→ **Excerpt**

THE RECOGNITION that the normal distribution describes the distribution of measurement error came decades after De Moivre’s work, by that fellow whose name is sometimes attached to the bell curve, the German mathematician Carl Friedrich Gauss. It was while working on the problem of planetary motion that Gauss came to that realization, at least regarding astronomical measurements. Gauss’s “proof,” however, was, by his own later admission, invalid.^{31}Moreover, its far-reaching consequences also eluded him. And so he slipped the law inconspicuously into a section at the end of a book called *The Theory of the Motion of Heavenly Bodies Moving about the Sun in Conic Sections.*There it may well have died, just another in the growing pile of abandoned proposals for the error law.

It was Laplace who plucked the normal distribution from obscurity. He encountered Gauss’s work in 1810, soon after he had read a memoir to the Académie des Sciences proving a theorem called the central limit theorem, which says that the probability that the sum of a large number of independent random factors will take on any given value is distributed according to the normal distribution. For example, suppose you bake 100 loaves of bread, each time following a recipe that is meant to produce a loaf weighing 1,000 grams. By chance you will sometimes add a bit more or a bit less flour or milk, or a bit more or less moisture may escape in the oven. If in the end each of a myriad of possible causes adds or subtracts a few grams, the central limit theorem says that the weight of your loaves will vary according to the normal distribution. Upon reading Gauss’s work, Laplace immediately realized that he could use it to improve his own and that his work could provide a better argument than Gauss’s to support the notion that the normal distribution is indeed the error law. Laplace rushed to press a short sequel to his memoir on the theorem. Today the central limit theorem and the law of large numbers are the two most famous results of the theory of randomness.

→ **Directions**
Please reproduce the passage on the normal distribution, starting at "THE RECOGNITION that" and ending at "for the error law.". The lines are taken from a separate source.

→ **Supplied entries**
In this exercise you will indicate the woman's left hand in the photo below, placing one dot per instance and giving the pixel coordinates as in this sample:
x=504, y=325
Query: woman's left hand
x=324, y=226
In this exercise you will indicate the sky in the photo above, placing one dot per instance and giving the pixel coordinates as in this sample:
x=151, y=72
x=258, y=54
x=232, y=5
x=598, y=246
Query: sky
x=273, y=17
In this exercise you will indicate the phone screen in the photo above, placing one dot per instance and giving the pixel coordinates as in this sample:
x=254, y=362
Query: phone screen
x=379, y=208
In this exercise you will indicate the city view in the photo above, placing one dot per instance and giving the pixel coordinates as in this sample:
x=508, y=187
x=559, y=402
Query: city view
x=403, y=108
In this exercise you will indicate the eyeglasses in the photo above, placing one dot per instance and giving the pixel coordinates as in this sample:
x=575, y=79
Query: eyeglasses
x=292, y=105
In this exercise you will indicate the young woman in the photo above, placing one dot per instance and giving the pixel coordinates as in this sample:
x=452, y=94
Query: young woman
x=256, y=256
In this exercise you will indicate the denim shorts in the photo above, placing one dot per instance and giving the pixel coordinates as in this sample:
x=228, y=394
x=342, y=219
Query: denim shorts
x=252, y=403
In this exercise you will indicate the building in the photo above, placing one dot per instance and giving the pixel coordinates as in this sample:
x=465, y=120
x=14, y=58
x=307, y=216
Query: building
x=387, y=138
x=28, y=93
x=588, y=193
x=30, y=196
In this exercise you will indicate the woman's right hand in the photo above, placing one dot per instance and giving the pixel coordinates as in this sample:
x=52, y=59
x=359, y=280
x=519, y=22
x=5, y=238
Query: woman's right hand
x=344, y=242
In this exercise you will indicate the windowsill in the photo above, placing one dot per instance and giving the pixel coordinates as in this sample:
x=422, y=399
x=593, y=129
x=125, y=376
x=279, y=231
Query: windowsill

→ **Exercise result**
THE RECOGNITION that the normal distribution describes the distribution of measurement error came decades after De Moivre’s work, by that fellow whose name is sometimes attached to the bell curve, the German mathematician Carl Friedrich Gauss. It was while working on the problem of planetary motion that Gauss came to that realization, at least regarding astronomical measurements. Gauss’s “proof,” however, was, by his own later admission, invalid.^{31}Moreover, its far-reaching consequences also eluded him. And so he slipped the law inconspicuously into a section at the end of a book called *The Theory of the Motion of Heavenly Bodies Moving about the Sun in Conic Sections.*There it may well have died, just another in the growing pile of abandoned proposals for the error law.